Continue the court opinion in Boggs v. Varner from the point where it stops.

━━━ Text

Boggs v. Varner

The opinion of the Court was delivered by

Rogers, J.

The plaintiffs, who are the children and heirs of William Boggs, deduce their title from John Irwin, who, it is conceded, was at one time the owner of the property. Irwin conveyed to John Boggs a fee simple, reserving a ground rent of $50 a year. John Boggs sold the lot to his brother William Boggs by a parol sale for five or six hundred dollars, and William Boggs, in pursuance of the contract, entered into possession of the premises and continued in possession until the spring of the year 1822, when he went down the river, taking his family with him, but leaving the house and some of his furniture in the care and custody of his sister. It was intended as a temporary absence merely, as his purpose was to return, which he was prevented from doing by an accident which happened to one of his family. The sister rented the property to a man named Steel, who continued to occupy it until the house and furniture were consumed by fire in December 1825. These facts seem to be established by the evidence, and if there was nothing else in the case, the jury would have committed no error in returning a verdict for the plaintiffs.

But the defendants put the case on other and different grounds. They urge that even on the concession that the plaintiffs’ title was originally good, still they cannot recover, because the deed from Irwin to John Boggs not having been placed on record, and the sale from him to William Boggs being by parol, and there being no person in the actual possession at the time they made their purchase, they stand in the situation of a bona fide purchaser for a valuable consideration without notice of the prior existing title. These were the turning points of the cause, to which all others are subordinate. The questions divide themselves into two points. 1. Were the defendants purchasers for a valuable consideration? and 2. Were they purchasers without notice of the plaintiffs’ title? On the first point the burthen of the proof is thrown upon the defendants, but on the second, on the circumstances of this case, it is shifted to the plaintiffs.

The defendants, after giving in evidence a deed from John Irwin and wife to James Brown and James Varner for a consideration of $1747 expressed in the deed, and a deed for the same property from James Brown and wife to James Varner for the consideration of $2500, offered to show that improvements were made on the property since the purchase, and the value thereof. The evidence was received on the point of consideration, and for this purpose we think it was competent. That the defendants were purchasers for a valuable consideration seems hardly to have been questioned. The deeds express the consideration on their *472face, and as between Irwin and his vendees full value was actually paid, and therefore, even if the court had made a slip on this point, we should feel very reluctant to reverse the cause, as the plaintiffs have sustained no injury. But is such evidence competent to show that the defendants were purchasers for a valuable consideration? It has been ruled that until actual payment a subsequent vendee is not entitled to protection in a court of equity. Now suppose the purchase money is unpaid, would it not be competent for the defendants notwithstanding to protect themselves by proof that,’ relying on his title acquired in good faith, they had, before they knew of any adverse claim, expended large sums of money in the erection of valuable improvements upon the premises? Unless they could defend their possession by such testimony, the defendants would suffer great wrong. The plaintiffs, by whose fault in neglecting to comply with the plain directions of an act he has been induced to expend his money, would be suffered to recover the land and the improvements also. This would be contrary to every principle which governs a court of equity. It puts money into the pockets of the negligent at the expense of the innocent purchaser. If the vendee was ignorant of the prior title at the time he made his purchase, any expenditures before be -has notice of the former title is competent testimony, because its effect is to put him in the attitude .of a bond fide purchaser for a valuable consideration.

━━━━━━
━━━ Data entries

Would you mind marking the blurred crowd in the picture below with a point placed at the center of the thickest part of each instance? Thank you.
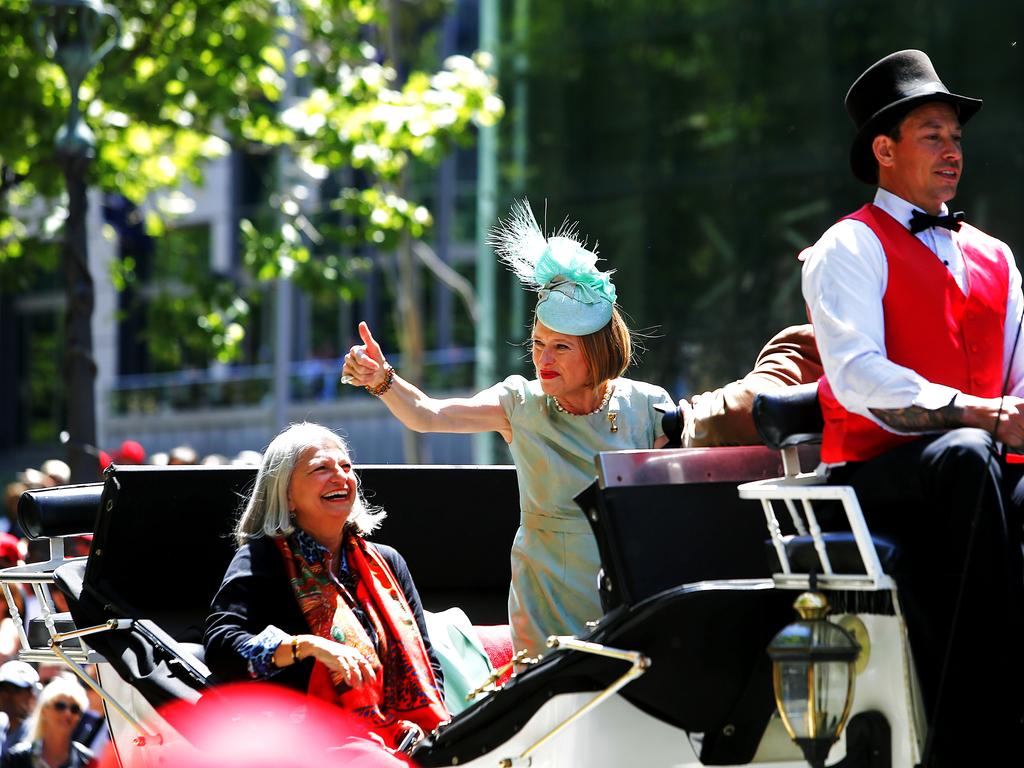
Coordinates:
(44, 709)
(16, 549)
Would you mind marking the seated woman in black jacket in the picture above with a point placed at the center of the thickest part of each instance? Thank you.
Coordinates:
(308, 603)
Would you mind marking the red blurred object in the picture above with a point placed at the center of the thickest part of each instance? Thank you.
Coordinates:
(130, 453)
(10, 552)
(257, 725)
(497, 642)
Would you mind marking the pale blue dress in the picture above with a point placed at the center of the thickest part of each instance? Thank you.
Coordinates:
(554, 557)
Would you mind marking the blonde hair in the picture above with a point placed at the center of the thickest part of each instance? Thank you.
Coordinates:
(58, 686)
(266, 511)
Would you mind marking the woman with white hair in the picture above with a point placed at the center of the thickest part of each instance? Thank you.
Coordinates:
(308, 603)
(50, 726)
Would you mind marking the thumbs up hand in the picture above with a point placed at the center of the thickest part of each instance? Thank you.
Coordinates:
(365, 364)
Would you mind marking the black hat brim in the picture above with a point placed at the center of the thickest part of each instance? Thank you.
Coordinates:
(862, 161)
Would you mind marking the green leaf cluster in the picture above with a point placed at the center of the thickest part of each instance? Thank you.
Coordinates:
(189, 81)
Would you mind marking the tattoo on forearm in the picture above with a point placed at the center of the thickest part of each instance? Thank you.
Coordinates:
(918, 419)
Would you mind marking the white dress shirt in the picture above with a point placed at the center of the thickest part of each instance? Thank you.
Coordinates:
(844, 281)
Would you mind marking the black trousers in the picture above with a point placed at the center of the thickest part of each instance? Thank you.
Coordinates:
(950, 504)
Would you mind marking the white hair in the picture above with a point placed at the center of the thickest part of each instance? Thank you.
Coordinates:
(266, 511)
(58, 686)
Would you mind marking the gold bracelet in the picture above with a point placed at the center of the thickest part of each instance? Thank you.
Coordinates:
(385, 385)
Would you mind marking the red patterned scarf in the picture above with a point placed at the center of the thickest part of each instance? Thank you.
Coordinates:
(404, 687)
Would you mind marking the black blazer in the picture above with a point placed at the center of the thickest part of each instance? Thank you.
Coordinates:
(256, 593)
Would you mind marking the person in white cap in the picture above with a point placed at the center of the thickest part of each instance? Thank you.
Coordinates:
(578, 404)
(18, 690)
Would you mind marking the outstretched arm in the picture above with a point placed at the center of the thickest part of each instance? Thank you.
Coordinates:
(365, 366)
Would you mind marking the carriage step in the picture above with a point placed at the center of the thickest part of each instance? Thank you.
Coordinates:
(39, 636)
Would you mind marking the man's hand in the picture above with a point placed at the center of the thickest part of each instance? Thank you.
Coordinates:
(1009, 422)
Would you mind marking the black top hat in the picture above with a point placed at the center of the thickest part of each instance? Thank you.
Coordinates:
(888, 90)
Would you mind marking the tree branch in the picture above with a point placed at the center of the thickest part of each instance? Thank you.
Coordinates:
(448, 275)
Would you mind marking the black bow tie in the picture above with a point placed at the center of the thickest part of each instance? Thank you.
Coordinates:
(921, 221)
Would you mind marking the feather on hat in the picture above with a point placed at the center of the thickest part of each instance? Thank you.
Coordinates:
(574, 297)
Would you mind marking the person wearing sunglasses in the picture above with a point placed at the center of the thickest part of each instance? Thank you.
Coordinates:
(50, 726)
(577, 406)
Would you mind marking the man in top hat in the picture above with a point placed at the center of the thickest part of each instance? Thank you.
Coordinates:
(915, 314)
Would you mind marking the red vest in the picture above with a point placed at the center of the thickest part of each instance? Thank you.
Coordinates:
(931, 327)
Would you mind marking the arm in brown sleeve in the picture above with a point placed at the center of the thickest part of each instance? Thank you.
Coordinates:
(723, 417)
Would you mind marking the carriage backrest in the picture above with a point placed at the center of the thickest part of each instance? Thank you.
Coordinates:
(163, 536)
(664, 518)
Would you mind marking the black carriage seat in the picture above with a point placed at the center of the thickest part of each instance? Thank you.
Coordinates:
(785, 419)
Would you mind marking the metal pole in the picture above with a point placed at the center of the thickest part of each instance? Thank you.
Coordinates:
(80, 368)
(483, 445)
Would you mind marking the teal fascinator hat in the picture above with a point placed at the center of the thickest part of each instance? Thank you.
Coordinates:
(573, 296)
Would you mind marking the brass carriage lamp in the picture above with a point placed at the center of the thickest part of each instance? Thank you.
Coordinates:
(813, 676)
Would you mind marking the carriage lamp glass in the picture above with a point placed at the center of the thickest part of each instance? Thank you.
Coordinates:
(813, 674)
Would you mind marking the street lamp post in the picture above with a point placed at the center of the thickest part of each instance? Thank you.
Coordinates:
(69, 31)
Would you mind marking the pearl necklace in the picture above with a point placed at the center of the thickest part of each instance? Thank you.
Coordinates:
(608, 389)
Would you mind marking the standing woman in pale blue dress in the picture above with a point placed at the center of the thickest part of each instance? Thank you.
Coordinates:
(578, 406)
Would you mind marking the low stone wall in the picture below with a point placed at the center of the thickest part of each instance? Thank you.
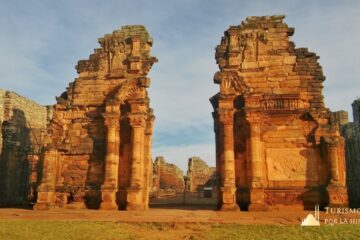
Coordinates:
(22, 132)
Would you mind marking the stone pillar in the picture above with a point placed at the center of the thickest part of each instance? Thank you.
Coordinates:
(228, 188)
(46, 197)
(135, 191)
(336, 190)
(147, 159)
(110, 185)
(334, 164)
(256, 163)
(33, 160)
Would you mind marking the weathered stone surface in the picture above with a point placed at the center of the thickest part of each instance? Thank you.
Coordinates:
(99, 139)
(351, 133)
(200, 175)
(168, 179)
(22, 130)
(274, 136)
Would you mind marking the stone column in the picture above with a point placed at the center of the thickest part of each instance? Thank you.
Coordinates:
(255, 158)
(334, 164)
(336, 190)
(228, 188)
(33, 160)
(135, 191)
(147, 158)
(110, 185)
(46, 197)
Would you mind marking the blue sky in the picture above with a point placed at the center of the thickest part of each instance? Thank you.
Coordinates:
(41, 42)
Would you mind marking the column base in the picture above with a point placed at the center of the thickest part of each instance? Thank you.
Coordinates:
(76, 205)
(134, 199)
(44, 206)
(110, 206)
(229, 207)
(257, 200)
(45, 201)
(108, 197)
(228, 199)
(257, 207)
(338, 196)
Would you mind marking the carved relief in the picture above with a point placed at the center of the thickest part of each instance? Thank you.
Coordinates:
(230, 83)
(291, 164)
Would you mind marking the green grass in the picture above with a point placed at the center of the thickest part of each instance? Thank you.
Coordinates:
(335, 232)
(54, 230)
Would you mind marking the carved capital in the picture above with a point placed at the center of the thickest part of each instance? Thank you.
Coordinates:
(253, 117)
(111, 120)
(230, 82)
(332, 141)
(137, 120)
(226, 116)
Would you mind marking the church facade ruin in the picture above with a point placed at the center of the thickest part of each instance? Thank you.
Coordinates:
(275, 141)
(98, 151)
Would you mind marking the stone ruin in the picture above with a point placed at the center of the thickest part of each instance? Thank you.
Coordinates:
(171, 187)
(200, 175)
(351, 133)
(275, 141)
(168, 179)
(98, 151)
(22, 133)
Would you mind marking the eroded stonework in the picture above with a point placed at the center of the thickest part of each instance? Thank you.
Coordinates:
(351, 132)
(168, 179)
(22, 135)
(275, 139)
(99, 140)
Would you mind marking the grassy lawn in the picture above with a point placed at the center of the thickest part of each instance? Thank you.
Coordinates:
(21, 229)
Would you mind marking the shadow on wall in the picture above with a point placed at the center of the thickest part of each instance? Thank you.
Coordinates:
(14, 167)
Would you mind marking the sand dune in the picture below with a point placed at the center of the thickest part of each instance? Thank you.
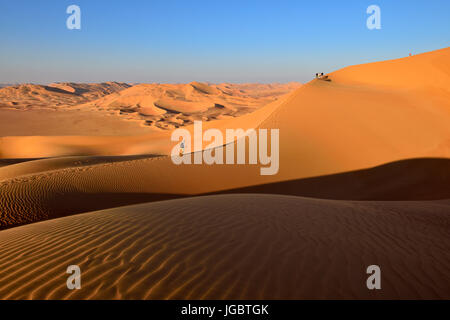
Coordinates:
(55, 95)
(326, 128)
(412, 179)
(234, 247)
(50, 188)
(118, 109)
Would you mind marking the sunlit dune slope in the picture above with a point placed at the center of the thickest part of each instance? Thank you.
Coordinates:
(234, 247)
(355, 121)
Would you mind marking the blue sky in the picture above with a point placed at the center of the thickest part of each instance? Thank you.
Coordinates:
(216, 41)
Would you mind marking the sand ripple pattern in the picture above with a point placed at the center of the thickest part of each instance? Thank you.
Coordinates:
(234, 246)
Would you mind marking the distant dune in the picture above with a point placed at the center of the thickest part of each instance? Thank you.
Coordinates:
(119, 109)
(234, 247)
(33, 96)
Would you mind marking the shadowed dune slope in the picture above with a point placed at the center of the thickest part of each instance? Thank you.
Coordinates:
(234, 247)
(76, 186)
(413, 179)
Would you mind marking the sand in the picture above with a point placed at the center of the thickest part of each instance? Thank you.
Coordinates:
(377, 132)
(234, 247)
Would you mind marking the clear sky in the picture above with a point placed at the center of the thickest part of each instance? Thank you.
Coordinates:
(209, 40)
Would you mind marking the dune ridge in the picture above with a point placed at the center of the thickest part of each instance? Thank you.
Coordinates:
(206, 248)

━━━━━━

* _Result of the task_:
But if on the other hand improvements are made after notice, a different case is presented. The subsequent vendee acquires no equity, because it is his own folly to expend money under such circumstances, and it is not just that he should be permitted to improve the owner out of his title. The subsequent purchaser can only acquire an equity in good faith without knowledge of the former title either constructive or express. But the plaintiffs meet this equity of the defendants by allegation of notice, constructive and actual, at the time of the sale. And to sustain these positions the plaintiffs offered the testimony contained in the several bills of exception. It has been already remarked that the first purchaser having neglected to record the deed from Irwin to Boggs, the onus of the proof of notice to the subsequent purchaser is thrown upon the plaintiffs. The presumption always is that the subsequent vendee purchases with good faith. And the evidence of notice should be of such a nature as to convince every reasonable and dispassionate mind that the subsequent vendee knew of the existence of the prior and superior title, or that he ought to have known, inasmuch as there was enough known to him to put him on inquiry, which the law deems equivalent to actual notice.

It is urged, and to this point the plaintiffs’ evidence is principally directed, that one of the defendants, Yarner, had actual knowledge that the property in dispute was owned by William Boggs, the purchaser from John Boggs, at the time of his purchase *473from Irwin. On both heads evidence was offered to the jury. After giving in evidence the record of a deed from John Irwin to Andrew Scott, which recites “ Thence by ground demised to John Boggs,” the plaintiffs .offered the record of a deed from Andrew Scott to James Varner for the same lots. The deeds were offered to show notice of the recital in the deed to John Boggs. The deed to James Brown also contains the same recital, but the deed from Brown to Varner, though conveying the same property and reciting the same deed, does not contain the recital in its description. But in this circumstance I put no faith, as the deed is referred to, on which the plaintiffs rely to fix the defendants with notice of their title. Notice of a deed is notice of its whole contents, so far as they affect the transaction in which notice of the deed is acquired. 2 Sch. & Lef. 315. The recital on which the plaintiffs rely, it must be conceded, is vague and indefinite. “ Thence by grounds demised to John Boggs,” are the words of the recital; but when it was demised, by whom demised, or how it was demised, whether for a term of years, which would be its natural import, or what in common parlance is called a perpetual lease reserving rent, nowhere appears.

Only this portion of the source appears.